### [AUFGABE]
Gib alle Zeilen der Daten ohne Leerzeilen als Markdown-Tabelle mit den Spalten „Nummer“ und „Datenzeile“ aus. Lass die Bilder in der Antwort weg.
++++++
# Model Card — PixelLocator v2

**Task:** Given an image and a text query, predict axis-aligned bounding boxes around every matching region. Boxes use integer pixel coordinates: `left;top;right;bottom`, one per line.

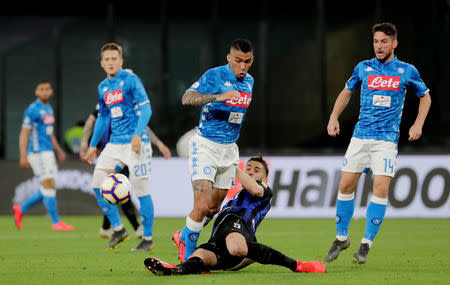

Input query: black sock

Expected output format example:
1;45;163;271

177;256;205;274
102;215;111;230
247;242;297;271
120;200;139;230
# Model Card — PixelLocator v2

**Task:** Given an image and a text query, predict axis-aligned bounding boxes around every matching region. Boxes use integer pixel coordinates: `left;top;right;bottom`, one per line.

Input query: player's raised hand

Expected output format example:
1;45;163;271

131;135;142;154
83;146;97;164
408;124;422;142
216;90;241;102
327;117;341;137
19;156;30;168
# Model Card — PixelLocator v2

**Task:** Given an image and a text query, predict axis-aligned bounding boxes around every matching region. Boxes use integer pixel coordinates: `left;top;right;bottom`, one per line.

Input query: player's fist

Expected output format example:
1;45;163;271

83;146;97;163
408;124;422;141
216;90;241;102
19;156;30;168
327;117;341;137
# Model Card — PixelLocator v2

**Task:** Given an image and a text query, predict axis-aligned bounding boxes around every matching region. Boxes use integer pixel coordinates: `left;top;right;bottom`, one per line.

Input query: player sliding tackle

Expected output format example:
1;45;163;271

144;156;326;275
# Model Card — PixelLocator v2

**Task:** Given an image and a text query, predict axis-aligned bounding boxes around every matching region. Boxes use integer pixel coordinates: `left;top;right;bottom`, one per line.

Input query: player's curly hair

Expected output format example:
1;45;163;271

247;154;269;177
372;23;397;40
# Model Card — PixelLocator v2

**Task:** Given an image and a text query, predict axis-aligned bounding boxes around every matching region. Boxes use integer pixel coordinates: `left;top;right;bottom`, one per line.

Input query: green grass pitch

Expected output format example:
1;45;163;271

0;216;450;285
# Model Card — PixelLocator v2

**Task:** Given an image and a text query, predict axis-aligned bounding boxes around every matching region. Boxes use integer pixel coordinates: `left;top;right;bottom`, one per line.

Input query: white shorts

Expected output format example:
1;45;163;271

27;151;58;181
95;142;153;179
189;134;239;190
342;138;398;177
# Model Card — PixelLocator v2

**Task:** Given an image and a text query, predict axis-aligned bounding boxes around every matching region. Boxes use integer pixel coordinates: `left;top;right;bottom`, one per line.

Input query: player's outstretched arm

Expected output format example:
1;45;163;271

19;127;31;168
408;92;431;141
80;114;96;160
236;167;264;197
327;87;352;137
181;90;240;106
++++++
### [VOLLSTÄNDIGE LÖSUNG]
| Nummer | Datenzeile |
|---|---|
| 1 | # Model Card — PixelLocator v2 |
| 2 | **Task:** Given an image and a text query, predict axis-aligned bounding boxes around every matching region. Boxes use integer pixel coordinates: `left;top;right;bottom`, one per line. |
| 3 | Input query: black sock |
| 4 | Expected output format example: |
| 5 | 1;45;163;271 |
| 6 | 177;256;205;274 |
| 7 | 102;215;111;230 |
| 8 | 247;242;297;271 |
| 9 | 120;200;139;230 |
| 10 | # Model Card — PixelLocator v2 |
| 11 | **Task:** Given an image and a text query, predict axis-aligned bounding boxes around every matching region. Boxes use integer pixel coordinates: `left;top;right;bottom`, one per line. |
| 12 | Input query: player's raised hand |
| 13 | Expected output format example: |
| 14 | 1;45;163;271 |
| 15 | 131;135;142;154 |
| 16 | 83;146;97;164 |
| 17 | 408;124;422;142 |
| 18 | 216;90;241;102 |
| 19 | 327;117;341;137 |
| 20 | 19;156;30;168 |
| 21 | # Model Card — PixelLocator v2 |
| 22 | **Task:** Given an image and a text query, predict axis-aligned bounding boxes around every matching region. Boxes use integer pixel coordinates: `left;top;right;bottom`, one per line. |
| 23 | Input query: player's fist |
| 24 | Expected output format example: |
| 25 | 1;45;163;271 |
| 26 | 83;146;97;163 |
| 27 | 408;124;422;141 |
| 28 | 216;90;241;102 |
| 29 | 19;156;30;168 |
| 30 | 327;117;341;137 |
| 31 | # Model Card — PixelLocator v2 |
| 32 | **Task:** Given an image and a text query, predict axis-aligned bounding boxes around every matching region. Boxes use integer pixel coordinates: `left;top;right;bottom`, one per line. |
| 33 | Input query: player sliding tackle |
| 34 | Expected output format example: |
| 35 | 1;45;163;271 |
| 36 | 144;156;326;275 |
| 37 | # Model Card — PixelLocator v2 |
| 38 | **Task:** Given an image and a text query, predict axis-aligned bounding boxes around every matching region. Boxes use integer pixel coordinates: `left;top;right;bottom`, one per line. |
| 39 | Input query: player's curly hair |
| 40 | Expected output format example: |
| 41 | 1;45;163;271 |
| 42 | 247;154;269;177 |
| 43 | 372;23;397;40 |
| 44 | # Model Card — PixelLocator v2 |
| 45 | **Task:** Given an image and a text query, predict axis-aligned bounding boxes around every matching region. Boxes use integer pixel coordinates: `left;top;right;bottom`, one per line. |
| 46 | Input query: green grass pitch |
| 47 | Expected output format example: |
| 48 | 1;45;163;271 |
| 49 | 0;216;450;285 |
| 50 | # Model Card — PixelLocator v2 |
| 51 | **Task:** Given an image and a text query, predict axis-aligned bounding boxes around every matching region. Boxes use integer pixel coordinates: `left;top;right;bottom`, one per line. |
| 52 | Input query: white shorts |
| 53 | Expected output format example: |
| 54 | 1;45;163;271 |
| 55 | 27;151;58;181 |
| 56 | 95;142;153;179 |
| 57 | 189;134;239;190 |
| 58 | 342;138;398;177 |
| 59 | # Model Card — PixelLocator v2 |
| 60 | **Task:** Given an image and a text query, predict axis-aligned bounding boxes around every matching region. Boxes use integer pixel coordinates: `left;top;right;bottom`, one per line. |
| 61 | Input query: player's outstretched arm |
| 62 | Expected output format example: |
| 63 | 1;45;163;271 |
| 64 | 19;127;31;168 |
| 65 | 408;92;431;141 |
| 66 | 80;114;96;160 |
| 67 | 236;167;264;197 |
| 68 | 327;87;352;137 |
| 69 | 181;90;240;106 |